• Required task A
Extract the full review of The World's End, reproducing it word for word.

• Text section
The World’s End! This is one of the best movies I’ve seen in years, even among the host of best-movie-I’ve-seen-in-years that have been released this summer. It’s funny without being crude and true without being too crass. It’s an overwhelming satire of itself, as well as notions held by both dominant cultures and sub-cultures. It’s both prophetic and, quite honestly, rather fair. Its deeper, harder-hitting points are masked by smashy-smashy-eggman fun and double-talk that seeps from its every pore. As insane as it seems, every aspect of it has been carefully crafted to add to its artistic value, satirical outlook and subversive humour. It’s a send-up of able-ism, digital imperialism, whining-without-doing, mass consumerism, personal psychology and brand creation. It even finds time to mock apocalypse movies and self-righteousness.

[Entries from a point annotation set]
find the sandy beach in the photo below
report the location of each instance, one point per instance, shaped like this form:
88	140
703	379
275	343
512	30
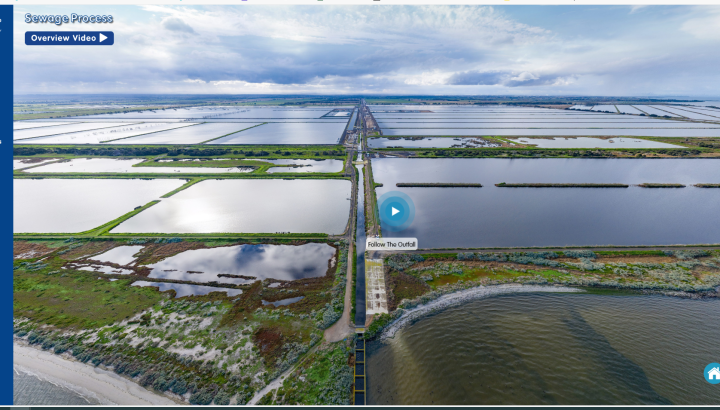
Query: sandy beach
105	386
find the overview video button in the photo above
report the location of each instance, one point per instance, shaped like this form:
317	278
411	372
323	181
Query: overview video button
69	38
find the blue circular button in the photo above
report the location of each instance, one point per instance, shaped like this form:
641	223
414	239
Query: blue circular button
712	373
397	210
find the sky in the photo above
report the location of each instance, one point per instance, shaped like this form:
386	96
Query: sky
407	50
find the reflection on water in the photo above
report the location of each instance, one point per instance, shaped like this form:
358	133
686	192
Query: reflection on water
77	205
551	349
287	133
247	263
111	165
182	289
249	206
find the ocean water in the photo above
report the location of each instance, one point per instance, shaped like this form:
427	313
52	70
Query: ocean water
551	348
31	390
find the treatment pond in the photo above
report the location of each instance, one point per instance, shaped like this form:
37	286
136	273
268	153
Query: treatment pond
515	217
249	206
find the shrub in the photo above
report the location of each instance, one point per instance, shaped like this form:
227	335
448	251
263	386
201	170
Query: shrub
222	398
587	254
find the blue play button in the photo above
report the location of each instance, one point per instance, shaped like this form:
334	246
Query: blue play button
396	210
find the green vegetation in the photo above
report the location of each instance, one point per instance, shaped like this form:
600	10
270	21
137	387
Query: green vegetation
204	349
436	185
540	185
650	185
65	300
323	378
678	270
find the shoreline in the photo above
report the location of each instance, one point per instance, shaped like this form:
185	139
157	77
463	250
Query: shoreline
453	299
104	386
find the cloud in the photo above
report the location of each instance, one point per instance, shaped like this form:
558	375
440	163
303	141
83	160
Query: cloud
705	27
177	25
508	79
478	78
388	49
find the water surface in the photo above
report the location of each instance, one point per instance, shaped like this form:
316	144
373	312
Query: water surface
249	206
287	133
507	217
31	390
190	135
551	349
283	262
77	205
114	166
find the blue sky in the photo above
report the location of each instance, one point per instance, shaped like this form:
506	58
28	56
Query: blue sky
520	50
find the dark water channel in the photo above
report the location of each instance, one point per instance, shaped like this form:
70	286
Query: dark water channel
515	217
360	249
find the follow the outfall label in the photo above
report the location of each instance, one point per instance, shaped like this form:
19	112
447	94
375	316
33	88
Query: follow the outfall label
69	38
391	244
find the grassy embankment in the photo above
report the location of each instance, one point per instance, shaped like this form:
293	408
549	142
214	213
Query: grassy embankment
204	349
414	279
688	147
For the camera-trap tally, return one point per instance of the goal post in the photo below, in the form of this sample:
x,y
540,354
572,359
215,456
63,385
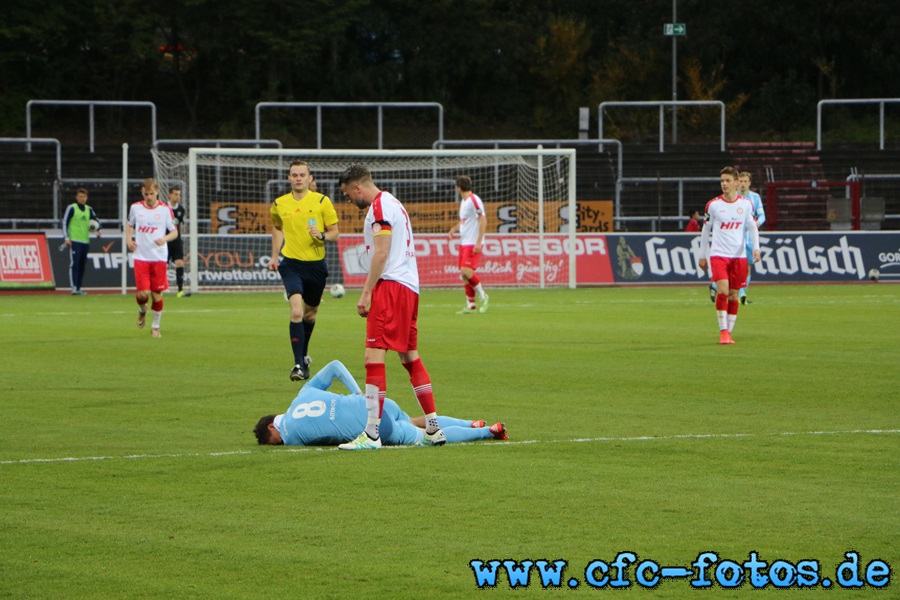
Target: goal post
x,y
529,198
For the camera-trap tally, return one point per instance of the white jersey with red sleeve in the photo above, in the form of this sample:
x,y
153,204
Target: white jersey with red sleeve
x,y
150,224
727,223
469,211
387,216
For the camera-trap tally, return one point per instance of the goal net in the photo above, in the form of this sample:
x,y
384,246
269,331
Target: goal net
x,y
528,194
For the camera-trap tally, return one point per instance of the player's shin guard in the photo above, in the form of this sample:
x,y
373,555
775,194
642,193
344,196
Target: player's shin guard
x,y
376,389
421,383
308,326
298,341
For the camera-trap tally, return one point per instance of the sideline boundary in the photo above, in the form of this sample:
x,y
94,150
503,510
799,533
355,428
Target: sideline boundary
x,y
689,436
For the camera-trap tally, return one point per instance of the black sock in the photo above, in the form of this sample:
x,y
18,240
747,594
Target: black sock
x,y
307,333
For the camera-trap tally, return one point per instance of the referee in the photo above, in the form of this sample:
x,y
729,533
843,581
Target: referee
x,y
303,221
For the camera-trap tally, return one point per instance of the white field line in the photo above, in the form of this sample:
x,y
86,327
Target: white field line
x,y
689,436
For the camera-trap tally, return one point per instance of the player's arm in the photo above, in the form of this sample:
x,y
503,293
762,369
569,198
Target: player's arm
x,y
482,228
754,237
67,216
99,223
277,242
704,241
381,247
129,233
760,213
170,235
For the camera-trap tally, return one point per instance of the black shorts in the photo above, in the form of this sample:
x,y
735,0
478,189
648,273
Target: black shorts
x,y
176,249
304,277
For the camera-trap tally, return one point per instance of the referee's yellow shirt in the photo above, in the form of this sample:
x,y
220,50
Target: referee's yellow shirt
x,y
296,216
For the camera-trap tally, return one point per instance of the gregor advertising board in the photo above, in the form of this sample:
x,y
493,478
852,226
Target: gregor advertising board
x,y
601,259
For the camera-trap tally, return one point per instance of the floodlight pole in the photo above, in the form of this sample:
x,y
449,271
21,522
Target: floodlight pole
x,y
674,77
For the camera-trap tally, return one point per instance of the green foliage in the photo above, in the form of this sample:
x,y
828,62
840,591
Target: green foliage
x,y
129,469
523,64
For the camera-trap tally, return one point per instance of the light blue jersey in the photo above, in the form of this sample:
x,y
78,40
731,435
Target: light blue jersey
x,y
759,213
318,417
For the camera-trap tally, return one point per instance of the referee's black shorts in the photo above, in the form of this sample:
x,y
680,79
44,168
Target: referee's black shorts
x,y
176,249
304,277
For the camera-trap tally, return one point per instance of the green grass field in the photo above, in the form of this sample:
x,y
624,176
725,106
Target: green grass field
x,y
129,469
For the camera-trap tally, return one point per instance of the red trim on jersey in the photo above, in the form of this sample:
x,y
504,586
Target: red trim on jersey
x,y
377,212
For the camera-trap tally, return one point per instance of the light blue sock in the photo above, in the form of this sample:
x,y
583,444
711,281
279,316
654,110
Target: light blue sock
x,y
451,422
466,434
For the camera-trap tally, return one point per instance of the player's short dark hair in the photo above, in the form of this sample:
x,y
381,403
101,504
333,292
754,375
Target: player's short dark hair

• Required task B
Pick out each line of the records above that contains the word "video", and copy those lines.

• Written solution A
The World’s End! This is one of the best movies I’ve seen in years, even among the host of best-movie-I’ve-seen-in-years that have been released this summer. It’s funny without being crude and true without being too crass. It’s an overwhelming satire of itself, as well as notions held by both dominant cultures and sub-cultures. It’s both prophetic and, quite honestly, rather fair. Its deeper, harder-hitting points are masked by smashy-smashy-eggman fun and double-talk that seeps from its every pore. As insane as it seems, every aspect of it has been carefully crafted to add to its artistic value, satirical outlook and subversive humour. It’s a send-up of able-ism, digital imperialism, whining-without-doing, mass consumerism, personal psychology and brand creation. It even finds time to mock apocalypse movies and self-righteousness.

• Written solution B
find the overview video button in the photo above
Query: overview video button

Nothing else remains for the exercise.